**Фрагмент письма**
____________________
До этого места я дошла за первые 8 дней твоего отсутствия, и мое сердце боролось с моим рассудком, действительно ли должно мне посылать тебе эти строки или же нет. Сердце мое говорило, что в случае, если все другие связи с тобой будут для меня обрезаны, нужно найти возможность хотя бы известить тебя об этом. Потому что для меня непостижимо, как после того, как мы так долго жили бок-о-бок, после такого внутреннего понимания можно не хотеть ничего знать и слышать друг о друге, мне невозможно согласовать эту сдержанность с душевной тонкостью, и я почти уверена, что ты ждешь от меня этого, а если бы я промолчала, у тебя были бы основания винить меня за то, что я этого не сделала. Ты не мог написать первым, я чувствовала, потому что я всегда была против того. Эти мысли и заставили меня (не сердись на меня за это!) написать тебе и пожаловаться тебе. Не будь эти жалобы одновременно доказательством моих чувств, тебе, конечно, не пришлось бы их выслушивать.
____________________
Блок данных
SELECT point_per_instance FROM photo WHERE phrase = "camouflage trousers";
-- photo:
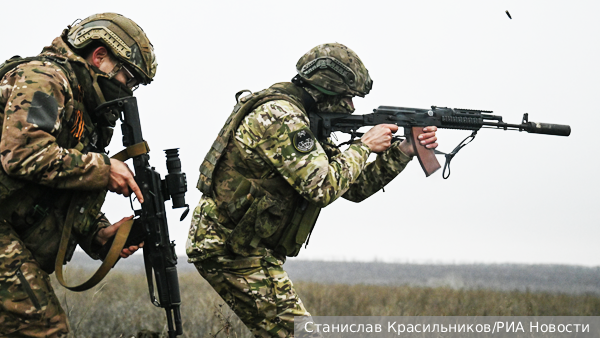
(29, 307)
(258, 290)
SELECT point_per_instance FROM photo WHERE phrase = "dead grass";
(120, 305)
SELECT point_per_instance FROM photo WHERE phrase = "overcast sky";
(512, 197)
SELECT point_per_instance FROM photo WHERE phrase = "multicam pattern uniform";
(39, 112)
(256, 287)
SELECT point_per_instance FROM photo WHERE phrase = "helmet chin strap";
(95, 72)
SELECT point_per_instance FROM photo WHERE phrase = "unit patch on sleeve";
(303, 140)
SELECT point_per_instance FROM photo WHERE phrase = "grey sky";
(512, 197)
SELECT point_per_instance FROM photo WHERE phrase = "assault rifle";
(414, 119)
(150, 226)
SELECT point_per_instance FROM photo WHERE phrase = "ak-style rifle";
(150, 226)
(414, 119)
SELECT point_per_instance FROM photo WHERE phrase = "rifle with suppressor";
(150, 226)
(414, 119)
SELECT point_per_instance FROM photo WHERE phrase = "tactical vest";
(37, 212)
(265, 211)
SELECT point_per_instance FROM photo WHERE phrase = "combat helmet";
(335, 69)
(125, 39)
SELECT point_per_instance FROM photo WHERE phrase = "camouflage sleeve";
(37, 98)
(378, 173)
(278, 131)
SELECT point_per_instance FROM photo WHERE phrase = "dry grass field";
(120, 305)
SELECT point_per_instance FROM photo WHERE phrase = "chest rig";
(263, 210)
(37, 212)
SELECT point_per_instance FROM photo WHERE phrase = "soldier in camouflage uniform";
(266, 178)
(53, 160)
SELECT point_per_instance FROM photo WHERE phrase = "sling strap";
(120, 237)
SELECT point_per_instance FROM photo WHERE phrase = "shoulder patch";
(303, 140)
(43, 111)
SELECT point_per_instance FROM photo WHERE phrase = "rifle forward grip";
(549, 128)
(426, 157)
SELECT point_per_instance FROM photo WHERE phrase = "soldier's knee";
(30, 307)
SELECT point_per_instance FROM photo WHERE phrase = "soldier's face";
(108, 64)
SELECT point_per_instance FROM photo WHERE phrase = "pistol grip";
(426, 156)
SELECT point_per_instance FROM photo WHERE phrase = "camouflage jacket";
(45, 126)
(267, 146)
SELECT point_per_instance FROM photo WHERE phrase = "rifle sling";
(120, 236)
(132, 151)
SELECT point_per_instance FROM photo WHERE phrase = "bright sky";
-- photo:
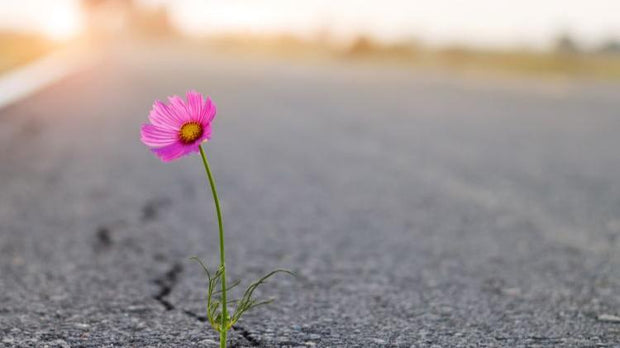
(496, 23)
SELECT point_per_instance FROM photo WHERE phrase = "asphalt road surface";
(418, 210)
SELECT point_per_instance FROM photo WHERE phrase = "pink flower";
(178, 128)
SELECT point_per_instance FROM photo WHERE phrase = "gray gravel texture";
(419, 210)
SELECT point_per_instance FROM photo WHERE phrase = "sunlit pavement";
(418, 210)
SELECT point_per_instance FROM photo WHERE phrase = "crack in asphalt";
(247, 335)
(166, 283)
(200, 318)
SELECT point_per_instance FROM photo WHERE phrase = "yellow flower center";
(190, 132)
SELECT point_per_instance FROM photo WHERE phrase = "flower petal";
(194, 105)
(179, 109)
(155, 136)
(174, 151)
(208, 111)
(162, 116)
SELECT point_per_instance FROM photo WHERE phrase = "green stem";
(224, 324)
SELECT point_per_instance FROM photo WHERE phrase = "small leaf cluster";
(243, 304)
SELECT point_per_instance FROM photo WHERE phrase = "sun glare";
(63, 23)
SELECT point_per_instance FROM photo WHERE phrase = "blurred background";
____________________
**Что требуется**
1 > Ответьте на вопросы по фрагменту письма.
(а) За какой срок отсутствия адресата было написано письмо до этого места?
(б) Что, согласно письму, говорило сердце на случай, если все другие связи с адресатом будут обрезаны?
(в) При каком условии адресату, по словам письма, не пришлось бы выслушивать жалобы?
2 > Продолжите фрагмент письма, начав сразу после его последнего предложения.
Записи представляют собой отдельный материал.

**Ответы**
1 >
(а) За первые 8 дней.
(б) Нужно найти возможность хотя бы известить адресата об этом.
(в) Если бы эти жалобы не были одновременно доказательством чувств.

2 >
Сейчас Анри получил твое письмо, которое меня очень приободрило. Я непрестанно думаю о твоей новой свободе и независимости, у меня перед глазами — твоя домашняя жизнь, твои тихие комнаты, твои зеленые деревья перед окном. Но твое письмо, мое сладкое утешение, я держала в руках менее четверти часа — Анри добросовестно потребовал его назад, чтобы предъявить, и назад оно ко мне не вернулось. Я не знаю, что еще будет запрещено Анри по сему случаю, но после этого я нашла его сильно переменившимся, он даже постеснялся назвать твое имя. Ты сейчас во Франкфурте], а я не видела тебя ни разу даже издали — как это жестоко! Я очень надеялась на субботу, и, наверное, какое-то предчувствие было у меня, потому что в тот вечер, когда ты проходил мимо нас, часу в девятом, я отворила окно[352] и подумала: вот если бы увидеть тебя при свете большого фонаря. Какое-то время спустя, когда я хотела послать Анри к Г[егелю][353], он сказал, что ему это больше не разрешается. Я ответила со всей серьезностью, что, видимо, у него неблагодарное сердце, если он не высказал никаких возражений против такого запрета и если он не сожалеет об нем. Но все было бесполезно, он сказал, что нужно быть послушным.
Теперь, когда все пути сообщения нам отрезаны, чем я крайне возмущена, я возлагаю надежды на того человека, которого ты присылал к нам из гостиницы.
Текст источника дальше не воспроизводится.